- _Instructions for the task_
Write out the lines below word for word, starting at the line that contains "query: black plastic tray" and ending at the last line of the items.

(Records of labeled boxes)
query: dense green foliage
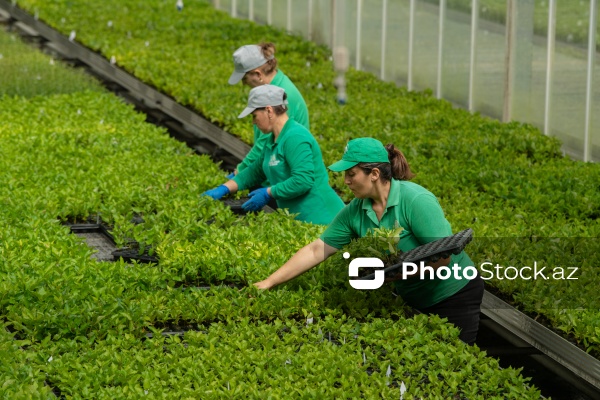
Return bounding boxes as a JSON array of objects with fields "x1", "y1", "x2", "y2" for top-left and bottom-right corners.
[
  {"x1": 12, "y1": 0, "x2": 600, "y2": 354},
  {"x1": 0, "y1": 32, "x2": 539, "y2": 399}
]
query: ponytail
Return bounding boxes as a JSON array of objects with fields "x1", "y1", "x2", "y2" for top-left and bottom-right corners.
[
  {"x1": 385, "y1": 143, "x2": 415, "y2": 181},
  {"x1": 259, "y1": 42, "x2": 277, "y2": 75}
]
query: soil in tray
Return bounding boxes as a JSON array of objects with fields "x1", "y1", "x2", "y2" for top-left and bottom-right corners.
[
  {"x1": 112, "y1": 248, "x2": 158, "y2": 264},
  {"x1": 221, "y1": 197, "x2": 250, "y2": 215}
]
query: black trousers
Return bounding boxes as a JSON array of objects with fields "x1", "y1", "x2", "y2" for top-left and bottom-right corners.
[{"x1": 419, "y1": 275, "x2": 484, "y2": 345}]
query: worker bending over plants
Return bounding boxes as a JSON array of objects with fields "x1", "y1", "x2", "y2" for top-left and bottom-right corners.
[
  {"x1": 203, "y1": 85, "x2": 344, "y2": 225},
  {"x1": 255, "y1": 138, "x2": 484, "y2": 344}
]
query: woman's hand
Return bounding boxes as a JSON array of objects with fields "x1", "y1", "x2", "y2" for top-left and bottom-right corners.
[{"x1": 254, "y1": 279, "x2": 273, "y2": 290}]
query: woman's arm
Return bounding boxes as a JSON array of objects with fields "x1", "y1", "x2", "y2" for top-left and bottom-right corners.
[{"x1": 254, "y1": 239, "x2": 338, "y2": 289}]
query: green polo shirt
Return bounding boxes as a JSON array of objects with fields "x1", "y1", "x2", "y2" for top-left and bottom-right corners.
[
  {"x1": 321, "y1": 179, "x2": 473, "y2": 309},
  {"x1": 237, "y1": 70, "x2": 310, "y2": 173},
  {"x1": 234, "y1": 119, "x2": 344, "y2": 225}
]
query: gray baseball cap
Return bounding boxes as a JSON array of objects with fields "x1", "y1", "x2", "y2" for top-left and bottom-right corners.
[
  {"x1": 229, "y1": 44, "x2": 273, "y2": 85},
  {"x1": 238, "y1": 85, "x2": 288, "y2": 118}
]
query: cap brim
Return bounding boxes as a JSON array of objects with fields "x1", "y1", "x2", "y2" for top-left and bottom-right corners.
[
  {"x1": 327, "y1": 160, "x2": 358, "y2": 172},
  {"x1": 228, "y1": 71, "x2": 246, "y2": 85},
  {"x1": 238, "y1": 107, "x2": 256, "y2": 118}
]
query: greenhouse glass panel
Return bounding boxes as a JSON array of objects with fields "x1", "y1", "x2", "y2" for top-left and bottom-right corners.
[
  {"x1": 410, "y1": 0, "x2": 440, "y2": 91},
  {"x1": 360, "y1": 0, "x2": 383, "y2": 76},
  {"x1": 549, "y1": 1, "x2": 590, "y2": 159},
  {"x1": 472, "y1": 0, "x2": 508, "y2": 119},
  {"x1": 441, "y1": 2, "x2": 471, "y2": 107},
  {"x1": 286, "y1": 0, "x2": 315, "y2": 39},
  {"x1": 590, "y1": 2, "x2": 600, "y2": 162},
  {"x1": 271, "y1": 0, "x2": 287, "y2": 30},
  {"x1": 380, "y1": 0, "x2": 410, "y2": 86}
]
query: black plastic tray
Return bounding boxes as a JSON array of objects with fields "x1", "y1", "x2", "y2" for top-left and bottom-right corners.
[
  {"x1": 221, "y1": 197, "x2": 250, "y2": 215},
  {"x1": 112, "y1": 249, "x2": 158, "y2": 264},
  {"x1": 361, "y1": 228, "x2": 473, "y2": 280}
]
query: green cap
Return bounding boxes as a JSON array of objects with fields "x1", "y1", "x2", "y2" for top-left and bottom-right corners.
[{"x1": 327, "y1": 138, "x2": 390, "y2": 172}]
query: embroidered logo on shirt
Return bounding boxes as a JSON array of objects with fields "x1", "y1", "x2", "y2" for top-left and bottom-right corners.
[{"x1": 269, "y1": 154, "x2": 281, "y2": 167}]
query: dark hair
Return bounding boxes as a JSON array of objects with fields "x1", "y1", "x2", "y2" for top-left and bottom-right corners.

- _Problem solution_
query: black plastic tray
Return bounding boxes as a JSON array of objects with fields "x1", "y1", "x2", "y2" for top-left and bottom-right corners.
[
  {"x1": 221, "y1": 197, "x2": 250, "y2": 215},
  {"x1": 112, "y1": 249, "x2": 158, "y2": 264},
  {"x1": 361, "y1": 228, "x2": 473, "y2": 280}
]
query: green cap
Return bounding boxes as a JSON array of objects with fields "x1", "y1", "x2", "y2" for top-left and bottom-right corners.
[{"x1": 327, "y1": 138, "x2": 390, "y2": 172}]
query: embroidered logo on shirt
Return bounding boxes as a JSON array of objects with fields "x1", "y1", "x2", "y2" for top-left and bottom-right corners.
[{"x1": 269, "y1": 154, "x2": 281, "y2": 167}]
query: dark hair
Return bounding boxes as a JSON array of objects with fields "x1", "y1", "x2", "y2" for top-left and bottom-right corners.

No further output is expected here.